*WHAT IS EXPECTED:* Copy out the data below verbatim.
---
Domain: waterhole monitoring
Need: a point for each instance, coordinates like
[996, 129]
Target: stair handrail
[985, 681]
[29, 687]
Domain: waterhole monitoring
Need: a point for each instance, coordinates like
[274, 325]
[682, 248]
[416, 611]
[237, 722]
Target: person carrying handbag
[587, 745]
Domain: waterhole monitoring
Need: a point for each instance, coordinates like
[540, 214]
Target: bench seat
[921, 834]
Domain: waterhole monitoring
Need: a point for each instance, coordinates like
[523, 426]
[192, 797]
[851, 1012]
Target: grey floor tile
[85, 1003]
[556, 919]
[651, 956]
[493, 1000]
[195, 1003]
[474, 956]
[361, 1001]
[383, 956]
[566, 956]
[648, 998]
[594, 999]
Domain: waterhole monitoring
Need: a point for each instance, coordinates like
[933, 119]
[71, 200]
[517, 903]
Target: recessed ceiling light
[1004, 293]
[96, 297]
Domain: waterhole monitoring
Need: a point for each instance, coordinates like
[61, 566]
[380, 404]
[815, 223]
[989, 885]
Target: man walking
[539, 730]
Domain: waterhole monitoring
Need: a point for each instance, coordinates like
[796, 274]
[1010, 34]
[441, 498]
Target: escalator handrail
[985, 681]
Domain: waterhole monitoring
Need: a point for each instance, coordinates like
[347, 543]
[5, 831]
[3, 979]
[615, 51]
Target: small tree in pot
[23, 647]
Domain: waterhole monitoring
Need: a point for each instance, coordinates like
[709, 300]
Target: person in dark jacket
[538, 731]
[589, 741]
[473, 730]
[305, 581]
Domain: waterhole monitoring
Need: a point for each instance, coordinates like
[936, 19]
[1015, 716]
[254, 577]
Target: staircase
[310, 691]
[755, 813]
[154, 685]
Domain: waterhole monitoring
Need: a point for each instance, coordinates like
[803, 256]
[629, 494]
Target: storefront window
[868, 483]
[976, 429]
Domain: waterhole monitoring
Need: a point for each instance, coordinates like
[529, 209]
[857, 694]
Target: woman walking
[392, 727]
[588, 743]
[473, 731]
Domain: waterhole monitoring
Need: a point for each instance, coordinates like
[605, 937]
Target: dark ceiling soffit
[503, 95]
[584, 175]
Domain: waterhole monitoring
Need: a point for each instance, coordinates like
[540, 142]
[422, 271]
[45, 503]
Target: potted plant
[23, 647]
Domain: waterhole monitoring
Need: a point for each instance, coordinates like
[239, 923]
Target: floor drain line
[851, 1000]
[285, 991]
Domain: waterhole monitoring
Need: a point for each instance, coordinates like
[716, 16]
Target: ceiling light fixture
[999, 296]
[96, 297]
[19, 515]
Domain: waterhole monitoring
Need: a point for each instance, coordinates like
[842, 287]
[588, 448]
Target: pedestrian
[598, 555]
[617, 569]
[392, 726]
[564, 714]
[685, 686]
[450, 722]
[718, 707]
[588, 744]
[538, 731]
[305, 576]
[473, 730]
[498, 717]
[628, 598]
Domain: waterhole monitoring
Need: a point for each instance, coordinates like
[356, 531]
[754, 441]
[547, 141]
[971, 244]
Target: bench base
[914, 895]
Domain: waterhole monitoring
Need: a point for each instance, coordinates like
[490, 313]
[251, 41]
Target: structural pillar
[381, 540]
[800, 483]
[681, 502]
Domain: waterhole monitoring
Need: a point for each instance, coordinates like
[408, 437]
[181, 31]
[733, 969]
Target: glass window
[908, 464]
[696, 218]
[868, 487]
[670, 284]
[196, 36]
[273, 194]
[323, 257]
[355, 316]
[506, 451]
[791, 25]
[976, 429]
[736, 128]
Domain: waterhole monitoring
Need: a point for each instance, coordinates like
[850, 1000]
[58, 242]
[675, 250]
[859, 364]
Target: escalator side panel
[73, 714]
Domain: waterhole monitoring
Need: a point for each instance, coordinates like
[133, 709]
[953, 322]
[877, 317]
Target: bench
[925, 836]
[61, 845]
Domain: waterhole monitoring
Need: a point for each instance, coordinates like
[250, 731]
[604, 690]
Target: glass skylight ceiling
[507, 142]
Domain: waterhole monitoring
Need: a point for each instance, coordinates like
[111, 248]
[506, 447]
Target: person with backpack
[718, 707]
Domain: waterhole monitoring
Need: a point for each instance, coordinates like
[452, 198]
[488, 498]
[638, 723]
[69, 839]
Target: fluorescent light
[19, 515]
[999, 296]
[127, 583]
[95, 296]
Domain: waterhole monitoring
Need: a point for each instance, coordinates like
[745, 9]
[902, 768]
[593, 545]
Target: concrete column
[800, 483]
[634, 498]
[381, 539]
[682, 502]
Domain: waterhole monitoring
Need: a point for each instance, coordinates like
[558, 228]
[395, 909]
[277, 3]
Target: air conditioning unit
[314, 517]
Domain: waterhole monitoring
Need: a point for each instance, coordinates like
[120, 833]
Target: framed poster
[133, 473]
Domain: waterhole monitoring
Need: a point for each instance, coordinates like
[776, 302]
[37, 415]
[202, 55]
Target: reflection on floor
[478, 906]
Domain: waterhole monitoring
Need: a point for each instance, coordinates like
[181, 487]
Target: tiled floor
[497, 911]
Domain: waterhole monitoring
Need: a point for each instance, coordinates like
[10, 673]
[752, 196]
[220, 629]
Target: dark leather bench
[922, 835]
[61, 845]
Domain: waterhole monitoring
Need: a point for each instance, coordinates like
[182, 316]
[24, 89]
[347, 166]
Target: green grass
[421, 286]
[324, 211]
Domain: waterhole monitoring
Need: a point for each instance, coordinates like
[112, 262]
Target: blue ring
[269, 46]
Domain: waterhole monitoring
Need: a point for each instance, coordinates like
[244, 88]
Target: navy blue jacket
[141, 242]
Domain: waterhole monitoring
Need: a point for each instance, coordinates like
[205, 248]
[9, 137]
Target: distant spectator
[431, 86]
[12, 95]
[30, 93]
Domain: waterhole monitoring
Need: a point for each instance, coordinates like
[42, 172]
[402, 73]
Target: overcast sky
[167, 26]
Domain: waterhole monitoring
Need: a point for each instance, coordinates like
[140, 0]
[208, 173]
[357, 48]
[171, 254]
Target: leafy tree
---
*REPLY:*
Domain: waterhole monitoring
Need: a point for each instance, coordinates like
[996, 129]
Target: stair handrail
[985, 681]
[29, 687]
Domain: waterhole monitoring
Need: a point for each instance, coordinates like
[274, 325]
[682, 248]
[416, 611]
[237, 722]
Target: person carrying handbag
[587, 745]
Domain: waterhole monitoring
Need: a point for each instance, coordinates like
[540, 214]
Target: bench seat
[921, 834]
Domain: waterhole monitoring
Need: a point for each instance, coordinates like
[523, 426]
[192, 797]
[851, 1012]
Target: grey floor tile
[85, 1003]
[556, 919]
[651, 956]
[493, 1000]
[195, 1003]
[474, 956]
[361, 1001]
[383, 956]
[566, 956]
[648, 998]
[594, 999]
Domain: waterhole monitoring
Need: a point for each instance, coordinates like
[933, 119]
[71, 200]
[517, 903]
Target: recessed ceiling light
[1004, 293]
[96, 297]
Domain: waterhole monitoring
Need: a point for each instance, coordinates like
[61, 566]
[380, 404]
[815, 223]
[989, 885]
Target: man walking
[539, 730]
Domain: waterhole monitoring
Need: a point for each instance, coordinates like
[796, 274]
[1010, 34]
[441, 498]
Target: escalator handrail
[985, 681]
Domain: waterhole monitoring
Need: a point for each instance, coordinates like
[347, 543]
[5, 831]
[3, 979]
[615, 51]
Target: small tree in pot
[23, 647]
Domain: waterhole monitoring
Need: a point for each instance, coordinates like
[709, 300]
Target: person in dark jacket
[538, 731]
[589, 741]
[473, 730]
[305, 581]
Domain: waterhole monitoring
Need: a point for each instance, coordinates like
[936, 19]
[1015, 716]
[254, 577]
Target: staircase
[310, 691]
[755, 813]
[154, 685]
Domain: waterhole monitoring
Need: a point for each instance, coordinates like
[803, 256]
[629, 494]
Target: storefront window
[868, 483]
[976, 429]
Domain: waterhole monitoring
Need: a point for each instance, coordinates like
[529, 209]
[857, 694]
Target: woman walking
[392, 727]
[588, 743]
[473, 731]
Domain: waterhole monitoring
Need: a point for each instance, coordinates like
[605, 937]
Target: dark ceiling soffit
[503, 95]
[584, 175]
Domain: waterhole monitoring
Need: a point for each instance, coordinates like
[540, 142]
[422, 271]
[45, 503]
Target: potted plant
[23, 647]
Domain: waterhole monitoring
Need: a point for each instance, coordinates like
[239, 923]
Target: floor drain line
[851, 1000]
[285, 991]
Domain: waterhole monitoring
Need: a point for each instance, coordinates like
[716, 16]
Target: ceiling light fixture
[999, 296]
[96, 297]
[19, 515]
Domain: waterhole monitoring
Need: a point for each instance, coordinates like
[842, 287]
[588, 448]
Target: pedestrian
[598, 555]
[617, 569]
[392, 726]
[564, 714]
[685, 686]
[450, 722]
[718, 707]
[588, 744]
[538, 731]
[305, 576]
[473, 730]
[498, 717]
[628, 598]
Domain: waterhole monitoring
Need: a point for each instance, coordinates like
[356, 531]
[754, 441]
[547, 141]
[971, 244]
Target: bench base
[914, 895]
Domain: waterhole monitoring
Need: a point for each instance, coordinates like
[490, 313]
[251, 41]
Target: structural pillar
[381, 540]
[800, 483]
[681, 502]
Domain: waterhole monitoring
Need: a point for each instance, coordinates like
[408, 437]
[181, 31]
[733, 969]
Target: glass window
[908, 464]
[696, 218]
[868, 487]
[670, 284]
[196, 36]
[273, 194]
[323, 257]
[355, 316]
[506, 451]
[791, 25]
[976, 429]
[736, 128]
Domain: waterhole monitoring
Need: a point for each instance, coordinates like
[850, 1000]
[58, 242]
[675, 250]
[859, 364]
Target: escalator side panel
[73, 714]
Domain: waterhole monitoring
Need: a point for each instance, coordinates like
[133, 709]
[953, 322]
[877, 317]
Target: bench
[925, 836]
[61, 845]
Domain: waterhole monitoring
Need: a point for each instance, coordinates like
[250, 731]
[604, 690]
Target: glass skylight ceiling
[507, 142]
Domain: waterhole monitoring
Need: a point for each instance, coordinates like
[111, 248]
[506, 447]
Target: person with backpack
[718, 707]
Domain: waterhole monitoring
Need: a point for each instance, coordinates like
[452, 198]
[488, 498]
[638, 723]
[69, 839]
Target: fluorescent light
[19, 515]
[999, 296]
[127, 583]
[95, 296]
Domain: waterhole monitoring
Need: a point for each instance, coordinates like
[745, 9]
[902, 768]
[593, 545]
Target: concrete column
[800, 483]
[634, 498]
[381, 539]
[682, 502]
Domain: waterhole monitoring
Need: a point for each instance, coordinates like
[558, 228]
[395, 909]
[277, 3]
Target: air conditioning unit
[314, 517]
Domain: waterhole monitoring
Need: a point for each instance, coordinates like
[120, 833]
Target: framed poster
[133, 473]
Domain: waterhole monitoring
Need: a point for each instance, coordinates like
[776, 302]
[37, 415]
[202, 55]
Target: reflection on floor
[478, 906]
Domain: waterhole monitoring
Need: a point for each instance, coordinates like
[181, 487]
Target: tiled floor
[497, 911]
Domain: waterhole monitoring
Need: a point for each instance, coordinates like
[10, 673]
[752, 196]
[220, 629]
Target: dark leather bench
[922, 835]
[61, 845]
Domain: waterhole monitoring
Need: a point for each instance, coordinates like
[182, 316]
[24, 89]
[347, 166]
Target: green grass
[421, 286]
[324, 211]
Domain: waterhole monitoring
Need: a point for each instance, coordinates like
[112, 262]
Target: blue ring
[269, 46]
Domain: waterhole monitoring
Need: a point for each instance, coordinates like
[244, 88]
Target: navy blue jacket
[141, 242]
Domain: waterhole monitoring
Need: a point for each instance, coordinates like
[205, 248]
[9, 137]
Target: distant spectator
[431, 86]
[12, 95]
[30, 93]
Domain: waterhole monitoring
Need: a point for each instance, coordinates like
[42, 172]
[402, 73]
Target: overcast sky
[167, 26]
Domain: waterhole monitoring
Need: a point for each instance, coordinates like
[140, 0]
[208, 173]
[357, 48]
[171, 254]
Target: leafy tree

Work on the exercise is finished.